> [TEXTO]:

━━━━━━

Mais sustenta que a sobredita renovação decorreu do incumprimento, pela demandada, do prazo – 15 dias – imperativamente imposto pelo artigo 388.º n.º 1 do Código do Trabalho de 2003.
E, não obstante reconhecer que veio a assinar o documento reproduzido a fls. 21, alega que só o fez por virtude das responsabilidades financeiras assumidas e pela pressão a que foi sujeito por um dos administradores da empresa (arts.º 59.º e 60.º da p.i.).
Em contrapartida, toda a defesa da Ré assenta no entendimento nuclear de que o contrato caducou no termo do prazo em vigor, sendo que o Autor deu à empresa quitação geral e plena por virtude dessa cessação, recebendo tudo o que lhe era devido.
Por ter considerado que a Ré inobservara, no caso, o prazo imperativo do falado artigo 388.º n.º1, a 1.ª instância decidiu que o vínculo se renovara por mais seis (6) meses, devendo considerar-se em vigor até 10/1/2007.
Debruçando-se, em seguida, sobre o mencionado documento de fls. 21, mais decidiu a 1.ª instância que o mesmo consubstanciava uma verdadeira “remissão abdicativa” mas, porque o seu teor “... foi passado no pressuposto que a relação laboral findara naquele momento”, os seus efeitos circunscreviam-se “... aos créditos laborais que se tivessem vencido até ao momento da sua assinatura”.
Em consonância com esse entendimento, veio a concluir que eram devidas ao Autor “... todas as retribuições que derivam da seguinte renovação do contrato” – num total de € 22.000,00 – e, bem assim, “... uma indemnização compensatória dos danos não patrimoniais sofridos”, que fixou em € 2.500,00.
Examinando o núcleo conclusivo da apelação, verifica-se que a Ré – a quem assistia, em exclusivo, legitimidade recursória para o fazer – não questionou minimamente o segmento da sentença que afirmou a renovação do contrato.

━━━━━━

> [INSTRUÇÕES]:
1. Devolva, do texto sobre a renovação do contrato, o trecho que vai de "Debruçando-se, em seguida, sobre" até "em € 2.500,00.", inclusive.
2. Prossiga o texto sobre a renovação do contrato a partir da sua última frase.
As linhas que vêm a seguir ao texto não servem para nada disto.

> [DADOS FORNECIDOS]:

━━━━━━

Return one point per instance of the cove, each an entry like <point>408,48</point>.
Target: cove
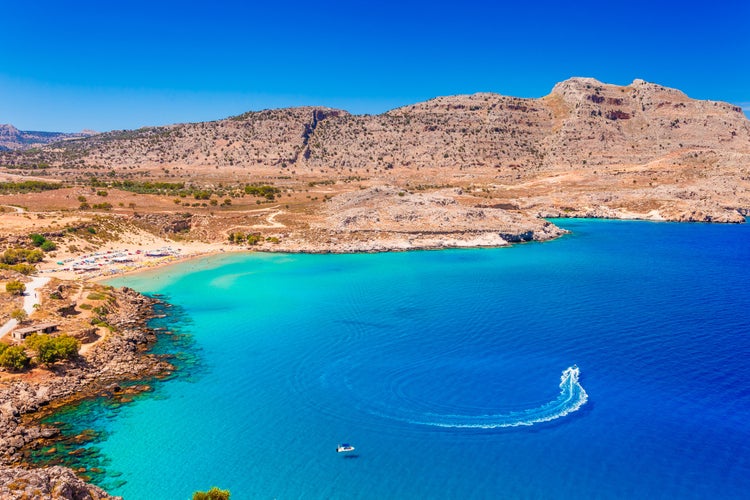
<point>610,363</point>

━━━━━━

> [RESPOSTAS POR ORDEM]:
1.
Debruçando-se, em seguida, sobre o mencionado documento de fls. 21, mais decidiu a 1.ª instância que o mesmo consubstanciava uma verdadeira “remissão abdicativa” mas, porque o seu teor “... foi passado no pressuposto que a relação laboral findara naquele momento”, os seus efeitos circunscreviam-se “... aos créditos laborais que se tivessem vencido até ao momento da sua assinatura”.
Em consonância com esse entendimento, veio a concluir que eram devidas ao Autor “... todas as retribuições que derivam da seguinte renovação do contrato” – num total de € 22.000,00 – e, bem assim, “... uma indemnização compensatória dos danos não patrimoniais sofridos”, que fixou em € 2.500,00.

2.
A sua tese nuclear – que já vem da contestação, como vimos – continua a incidir sobre a relevância que atribui ao documento de fls. 21 que, segundo ela, integra uma remissão abdicativa de todos os créditos porventura devidos aos Autor no âmbito da relação laboral que existiu entre as partes.
Certamente por também entender que a Ré não questionara a dita renovação é que a 2.ª instância reservou a sua pronúncia à questão de saber se a renúncia do Autor se restringia aos créditos constituídos até à assinatura do documento, ou se, pelo contrário, se alargava aos direitos emergentes de toda a relação laboral.
E, divergindo da 1.ª instância, veio a sufragar aquela segunda perspectiva: daí a sentenciada improcedência da acção.
Na presente revista, começa o Autor, de sua banda, por retomar a questão da renovação do vínculo para, de seguida, questionar o âmbito conferido pelo Acórdão à renúncia que produziu através do documento em apreço.
Relativamente à primeira questão, é assunto já resolvido em definitivo, face ao caso julgado que se formou sobre a matéria com a prolação da sentença inicial.
De resto, mal se entende que o tema seja agora repristinado, quando o Autor já obteve, nesse particular, completo ganho de causa.
Resta a segunda questão, no âmbito da qual também defende o recorrente que o entendimento perfilhado pela Relação viola o princípio constitucional da igualdade.
A tanto se circunscreve, pois, o objecto da revista.
3-2-1
A remissão abdicativa constitui uma das causas de extinção das obrigações, assumindo natureza contratual, à luz do nosso ordenamento positivo: “o credor pode remitir a dívida por acordo com o devedor” (artigo 863.º n.º 1 do Código Civil).
Ao contrário do que sucede com o “cumprimento” (em que a obrigação se extingue pela realização da prestação devida) e com a “consignação” e a “novação” (em que o interesse do credor é satisfeito por um meio distinto da realização da prestação), a “remissão” – como a “confusão” e a “prescrição” – pressupõe que a obrigação não chegue sequer a ser cumprida: a sua situação decorre da mera renúncia do credor.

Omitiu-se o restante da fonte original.